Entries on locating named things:
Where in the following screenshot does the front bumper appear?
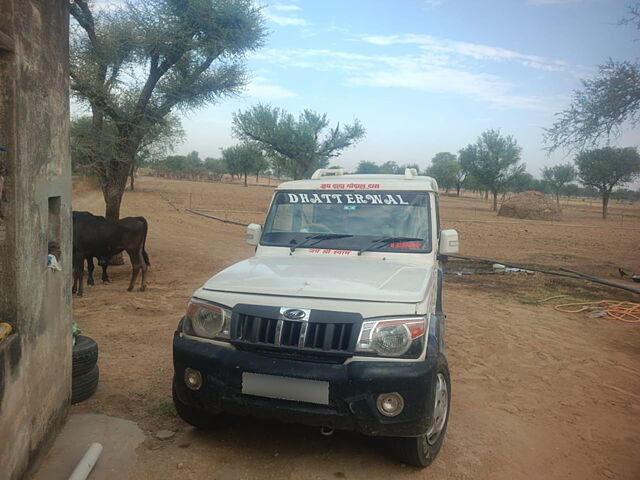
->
[173,332,445,437]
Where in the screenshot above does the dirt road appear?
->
[72,177,640,480]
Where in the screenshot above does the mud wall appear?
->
[0,0,71,479]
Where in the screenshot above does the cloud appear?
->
[254,49,557,112]
[269,3,302,12]
[527,0,584,5]
[245,77,298,100]
[92,0,126,12]
[264,3,310,27]
[359,34,569,71]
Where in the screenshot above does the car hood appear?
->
[203,255,432,303]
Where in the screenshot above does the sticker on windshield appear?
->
[278,192,424,205]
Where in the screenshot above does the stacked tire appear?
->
[71,335,100,404]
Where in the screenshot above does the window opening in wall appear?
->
[47,196,60,270]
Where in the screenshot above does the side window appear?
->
[433,193,440,240]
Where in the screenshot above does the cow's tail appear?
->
[138,217,151,266]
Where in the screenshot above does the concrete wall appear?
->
[0,0,71,479]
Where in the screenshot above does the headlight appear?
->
[356,317,428,357]
[186,298,231,339]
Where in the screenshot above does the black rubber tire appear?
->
[71,365,100,405]
[71,335,98,377]
[388,361,451,468]
[171,385,228,430]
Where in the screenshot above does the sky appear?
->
[104,0,640,176]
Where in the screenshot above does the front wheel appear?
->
[389,363,451,468]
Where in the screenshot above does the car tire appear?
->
[71,365,100,405]
[171,385,228,430]
[71,335,98,377]
[388,362,451,468]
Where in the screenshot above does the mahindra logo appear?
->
[280,307,310,322]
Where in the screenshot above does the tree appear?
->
[427,152,460,192]
[222,143,265,187]
[253,152,271,183]
[204,157,227,181]
[355,160,380,173]
[70,0,265,219]
[232,105,365,179]
[543,2,640,151]
[461,130,525,211]
[542,163,576,207]
[69,115,185,190]
[575,147,640,218]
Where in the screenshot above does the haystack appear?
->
[498,191,562,220]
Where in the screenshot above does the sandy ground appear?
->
[72,177,640,480]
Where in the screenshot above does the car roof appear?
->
[277,168,438,193]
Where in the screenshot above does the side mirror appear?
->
[244,223,262,246]
[438,230,459,255]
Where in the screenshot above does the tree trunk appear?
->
[129,164,136,192]
[102,142,136,265]
[602,190,611,219]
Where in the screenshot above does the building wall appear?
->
[0,0,72,479]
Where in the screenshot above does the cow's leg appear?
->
[140,251,149,292]
[98,257,109,283]
[127,250,142,292]
[73,255,84,297]
[87,257,96,285]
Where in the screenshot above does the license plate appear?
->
[242,372,329,405]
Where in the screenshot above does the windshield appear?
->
[260,190,431,253]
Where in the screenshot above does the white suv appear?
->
[173,169,458,467]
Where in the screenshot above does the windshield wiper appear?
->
[358,237,424,255]
[289,233,353,253]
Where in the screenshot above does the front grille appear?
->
[231,313,359,354]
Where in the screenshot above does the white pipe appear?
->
[69,443,102,480]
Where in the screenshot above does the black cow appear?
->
[73,211,150,296]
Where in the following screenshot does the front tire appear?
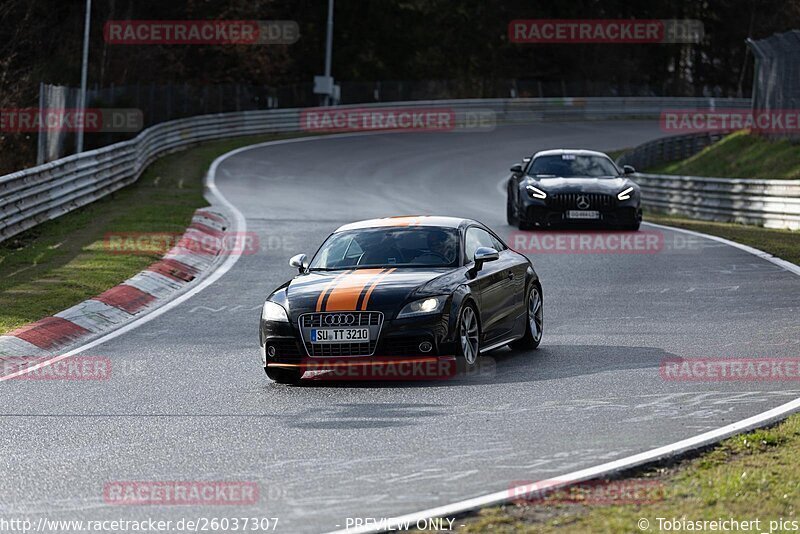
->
[509,284,544,350]
[457,304,481,371]
[264,367,303,384]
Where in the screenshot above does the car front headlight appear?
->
[525,185,547,198]
[617,187,633,200]
[397,295,447,319]
[261,301,289,323]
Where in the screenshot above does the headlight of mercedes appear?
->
[617,187,633,200]
[397,295,447,319]
[525,185,547,198]
[261,301,289,323]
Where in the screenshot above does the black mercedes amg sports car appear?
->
[506,150,642,230]
[259,216,542,383]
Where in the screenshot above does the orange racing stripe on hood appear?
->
[317,271,353,311]
[361,267,397,310]
[323,268,384,311]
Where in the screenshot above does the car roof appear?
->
[336,215,475,232]
[533,148,610,159]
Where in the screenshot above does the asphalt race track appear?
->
[0,121,800,532]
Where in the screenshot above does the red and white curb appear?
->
[0,208,229,370]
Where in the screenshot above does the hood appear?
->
[269,268,452,321]
[526,177,634,195]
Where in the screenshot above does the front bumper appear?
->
[259,313,456,366]
[519,198,642,227]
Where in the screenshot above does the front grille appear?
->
[300,312,383,328]
[299,312,383,358]
[547,193,615,210]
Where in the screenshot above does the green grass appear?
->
[645,130,800,179]
[0,135,298,334]
[455,415,800,534]
[644,211,800,265]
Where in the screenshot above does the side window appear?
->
[464,226,500,263]
[490,235,507,252]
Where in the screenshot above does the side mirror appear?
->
[289,254,308,273]
[473,247,500,272]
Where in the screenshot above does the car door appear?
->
[464,226,510,346]
[490,231,528,338]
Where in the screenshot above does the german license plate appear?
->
[567,210,600,219]
[311,328,369,343]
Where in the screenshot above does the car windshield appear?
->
[309,226,459,271]
[528,154,619,178]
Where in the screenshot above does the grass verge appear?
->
[645,130,800,179]
[456,415,800,534]
[644,211,800,265]
[0,135,300,334]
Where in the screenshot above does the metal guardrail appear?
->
[0,97,750,241]
[634,173,800,230]
[617,132,729,169]
[617,132,800,230]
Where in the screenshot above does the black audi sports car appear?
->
[259,216,543,383]
[506,149,642,230]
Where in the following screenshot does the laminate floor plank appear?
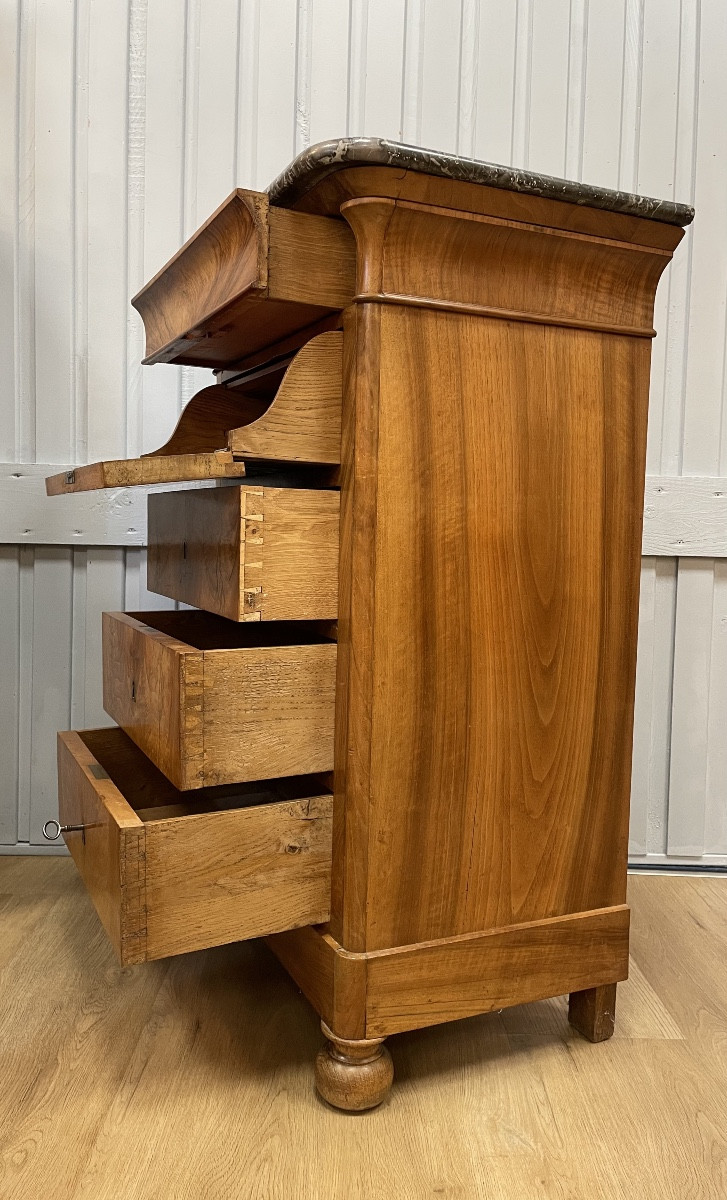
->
[0,858,727,1200]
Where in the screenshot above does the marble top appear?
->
[268,138,695,226]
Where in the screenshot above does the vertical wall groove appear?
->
[0,0,727,863]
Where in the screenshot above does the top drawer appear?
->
[132,190,355,367]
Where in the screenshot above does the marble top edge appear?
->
[268,138,695,227]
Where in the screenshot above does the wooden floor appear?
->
[0,858,727,1200]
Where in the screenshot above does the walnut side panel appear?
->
[366,307,649,949]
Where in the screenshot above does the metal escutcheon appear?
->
[43,821,86,841]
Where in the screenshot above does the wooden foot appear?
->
[567,983,615,1042]
[316,1021,393,1112]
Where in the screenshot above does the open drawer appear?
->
[46,330,343,496]
[132,188,356,367]
[58,728,332,966]
[103,611,336,791]
[146,484,341,620]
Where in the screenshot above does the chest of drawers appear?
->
[48,139,692,1109]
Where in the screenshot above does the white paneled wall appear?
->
[0,0,727,864]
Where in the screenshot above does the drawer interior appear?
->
[77,727,328,823]
[59,728,332,965]
[135,608,336,652]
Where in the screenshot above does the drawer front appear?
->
[59,730,332,966]
[148,486,341,620]
[103,612,336,790]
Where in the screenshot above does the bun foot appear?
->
[316,1021,393,1112]
[567,983,615,1042]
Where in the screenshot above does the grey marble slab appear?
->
[268,138,695,226]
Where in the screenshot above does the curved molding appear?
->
[228,330,343,463]
[341,197,672,337]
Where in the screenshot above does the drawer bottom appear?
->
[59,728,332,966]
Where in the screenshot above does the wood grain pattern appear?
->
[46,330,343,496]
[59,730,332,966]
[295,167,684,251]
[331,199,668,952]
[132,190,354,367]
[103,612,336,790]
[0,873,727,1200]
[269,905,629,1038]
[58,733,146,964]
[228,330,343,463]
[342,198,671,337]
[148,486,340,620]
[366,905,629,1037]
[46,450,245,496]
[567,983,615,1042]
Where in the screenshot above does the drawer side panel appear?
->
[58,733,146,966]
[204,643,336,785]
[146,796,332,959]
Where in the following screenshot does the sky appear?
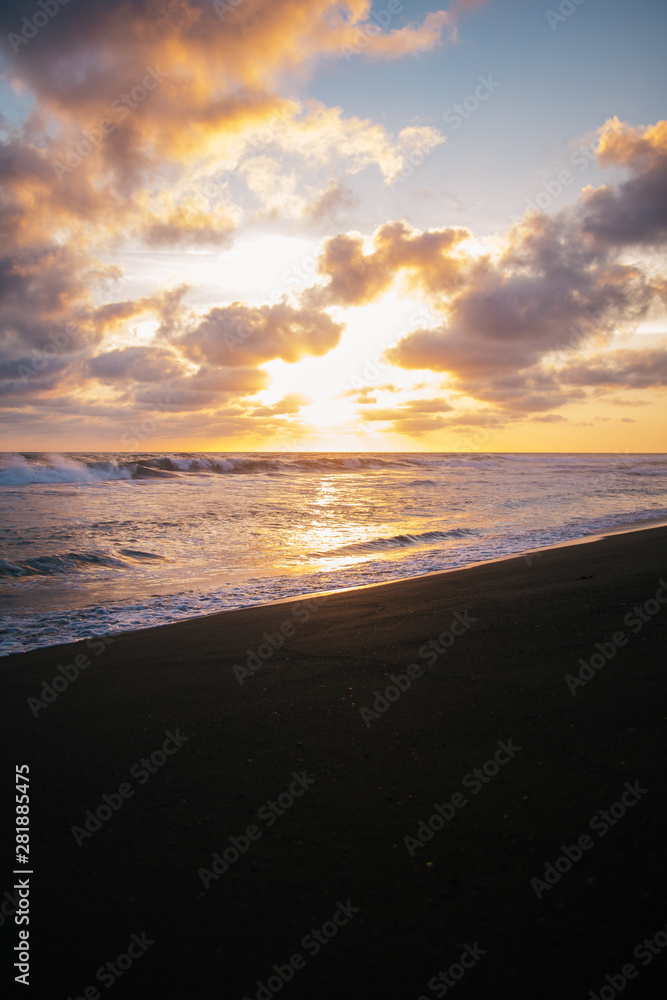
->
[0,0,667,452]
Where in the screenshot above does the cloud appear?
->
[352,119,667,412]
[177,302,344,365]
[580,118,667,247]
[303,222,472,308]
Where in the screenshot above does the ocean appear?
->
[0,452,667,655]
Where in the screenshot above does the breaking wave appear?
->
[0,549,166,577]
[313,528,475,558]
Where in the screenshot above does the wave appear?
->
[0,452,667,487]
[312,528,476,558]
[0,549,167,577]
[0,454,422,486]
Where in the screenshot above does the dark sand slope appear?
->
[5,528,667,1000]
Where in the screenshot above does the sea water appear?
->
[0,452,667,654]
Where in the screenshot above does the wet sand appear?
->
[5,527,667,1000]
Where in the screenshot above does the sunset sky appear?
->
[0,0,667,452]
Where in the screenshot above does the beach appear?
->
[5,526,667,1000]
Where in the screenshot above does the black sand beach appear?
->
[5,527,667,1000]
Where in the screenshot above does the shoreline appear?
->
[0,526,667,1000]
[5,518,667,669]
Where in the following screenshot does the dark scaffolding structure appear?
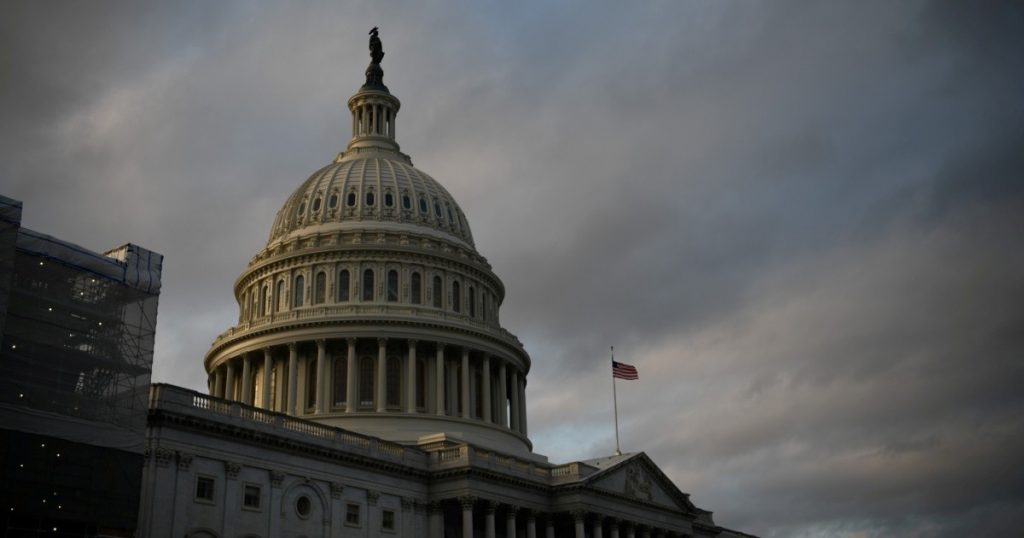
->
[0,198,162,536]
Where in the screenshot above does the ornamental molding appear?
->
[224,461,242,480]
[331,482,345,499]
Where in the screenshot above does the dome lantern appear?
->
[345,27,401,154]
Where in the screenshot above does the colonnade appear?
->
[427,495,691,538]
[209,337,527,436]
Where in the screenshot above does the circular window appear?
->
[295,495,313,518]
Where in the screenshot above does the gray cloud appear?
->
[0,1,1024,536]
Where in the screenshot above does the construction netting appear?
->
[0,218,163,453]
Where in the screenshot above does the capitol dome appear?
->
[204,30,540,458]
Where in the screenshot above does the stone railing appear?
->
[210,303,522,349]
[150,384,427,467]
[150,384,597,486]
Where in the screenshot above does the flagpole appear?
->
[611,345,623,456]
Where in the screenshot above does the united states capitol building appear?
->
[138,31,750,538]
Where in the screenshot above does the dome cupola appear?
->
[205,28,537,457]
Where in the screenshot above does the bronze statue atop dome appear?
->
[362,27,387,91]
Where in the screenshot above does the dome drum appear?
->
[204,36,536,457]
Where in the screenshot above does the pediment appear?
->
[588,454,695,512]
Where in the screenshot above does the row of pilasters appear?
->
[428,496,690,538]
[209,338,527,436]
[352,105,395,138]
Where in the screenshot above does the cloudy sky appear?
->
[0,0,1024,537]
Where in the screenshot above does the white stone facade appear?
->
[139,33,746,538]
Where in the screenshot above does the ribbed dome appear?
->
[268,152,473,248]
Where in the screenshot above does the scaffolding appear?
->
[0,216,163,444]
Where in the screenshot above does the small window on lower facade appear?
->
[242,484,260,510]
[345,503,359,527]
[196,477,217,502]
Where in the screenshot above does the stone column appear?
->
[434,343,444,415]
[572,510,587,538]
[224,359,234,400]
[519,373,526,436]
[427,501,444,538]
[498,361,508,426]
[242,353,253,406]
[509,368,520,431]
[459,495,476,538]
[460,347,472,418]
[406,340,417,413]
[210,367,224,398]
[315,338,327,413]
[285,342,299,415]
[376,338,387,413]
[480,355,492,422]
[483,501,497,538]
[260,347,273,409]
[345,338,359,413]
[505,504,519,538]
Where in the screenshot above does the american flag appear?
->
[611,361,640,381]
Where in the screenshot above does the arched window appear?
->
[362,270,374,300]
[338,270,349,302]
[306,357,316,409]
[416,359,427,409]
[332,356,348,407]
[313,271,327,304]
[292,275,306,306]
[359,357,374,407]
[409,272,423,304]
[387,270,398,302]
[385,357,401,408]
[259,284,268,316]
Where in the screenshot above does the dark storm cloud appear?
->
[0,2,1024,536]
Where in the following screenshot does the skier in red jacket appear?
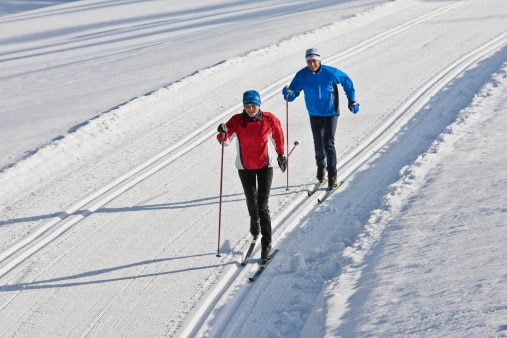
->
[217,90,287,262]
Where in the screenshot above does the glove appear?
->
[349,101,359,114]
[217,123,229,134]
[217,133,227,145]
[282,86,296,102]
[277,154,287,173]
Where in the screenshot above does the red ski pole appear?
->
[217,135,225,257]
[285,95,294,190]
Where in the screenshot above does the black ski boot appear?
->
[261,244,271,264]
[317,167,326,183]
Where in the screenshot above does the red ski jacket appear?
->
[217,111,285,170]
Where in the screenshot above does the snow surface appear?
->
[0,0,507,338]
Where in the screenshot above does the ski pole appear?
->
[217,135,225,257]
[285,95,294,190]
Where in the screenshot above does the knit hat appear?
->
[243,90,261,106]
[305,48,321,61]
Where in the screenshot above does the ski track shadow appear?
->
[0,193,243,227]
[332,40,507,336]
[0,253,235,292]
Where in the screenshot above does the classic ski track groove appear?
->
[0,0,474,277]
[181,10,507,336]
[0,0,507,336]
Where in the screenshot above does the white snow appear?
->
[0,0,507,338]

» **Requirement**: Express the lines of the listing as a numbered list, starting at the line that contains "Where in the screenshot above does the gray" and ending at the line that contains "[611,361,640,381]", with blank lines left out.

» **Full answer**:
1. Where in the screenshot above does the gray cloud appear?
2. ->
3. [0,1,1024,536]
4. Where in the screenshot above does the construction netting appear?
5. ->
6. [0,218,163,453]
7. Where in the screenshot above does the capitol dome appear?
8. ->
9. [204,30,540,458]
10. Where in the screenshot above does the stone railing appear?
11. ->
12. [210,303,522,349]
13. [150,384,427,467]
14. [150,384,597,486]
15. Where in the screenshot above does the flagpole appear?
16. ->
17. [611,345,623,456]
18. Where in the screenshot above does the united states capitol building appear?
19. ->
20. [138,31,750,538]
21. Where in the screenshot above does the dome cupola appear?
22. ->
23. [205,28,537,457]
24. Where in the screenshot above does the bronze statue atop dome appear?
25. ->
26. [362,27,387,91]
27. Where in the screenshot above does the dome drum appear?
28. ->
29. [204,36,536,457]
30. Where in the screenshot above does the pediment appear?
31. ->
32. [588,454,695,512]
33. Where in the screenshot above does the row of pilasters appear?
34. ->
35. [428,496,690,538]
36. [209,338,527,436]
37. [352,105,395,138]
38. Where in the screenshot above does the cloudy sky appear?
39. ->
40. [0,0,1024,537]
41. Where in the screenshot above does the white stone facade appear?
42. ->
43. [139,33,746,538]
44. Where in the screenshot above does the ribbed dome appear?
45. ->
46. [268,152,473,248]
47. Where in the screenshot above does the scaffolding appear?
48. ->
49. [0,216,163,444]
50. Where in the screenshot above does the small window on lower facade appear?
51. ->
52. [242,484,260,510]
53. [345,503,359,527]
54. [196,477,217,502]
55. Where in the screenshot above does the stone column appear?
56. ->
57. [434,343,444,415]
58. [572,510,587,538]
59. [224,359,234,400]
60. [519,373,526,436]
61. [427,501,444,538]
62. [498,361,508,426]
63. [242,353,253,406]
64. [509,368,520,431]
65. [459,495,476,538]
66. [460,347,472,418]
67. [406,340,417,413]
68. [210,367,224,398]
69. [315,338,327,413]
70. [285,342,299,415]
71. [376,338,387,413]
72. [480,355,492,422]
73. [483,501,497,538]
74. [260,347,273,409]
75. [345,338,359,413]
76. [505,504,519,538]
77. Where in the screenshot above does the american flag appear?
78. ->
79. [611,361,640,381]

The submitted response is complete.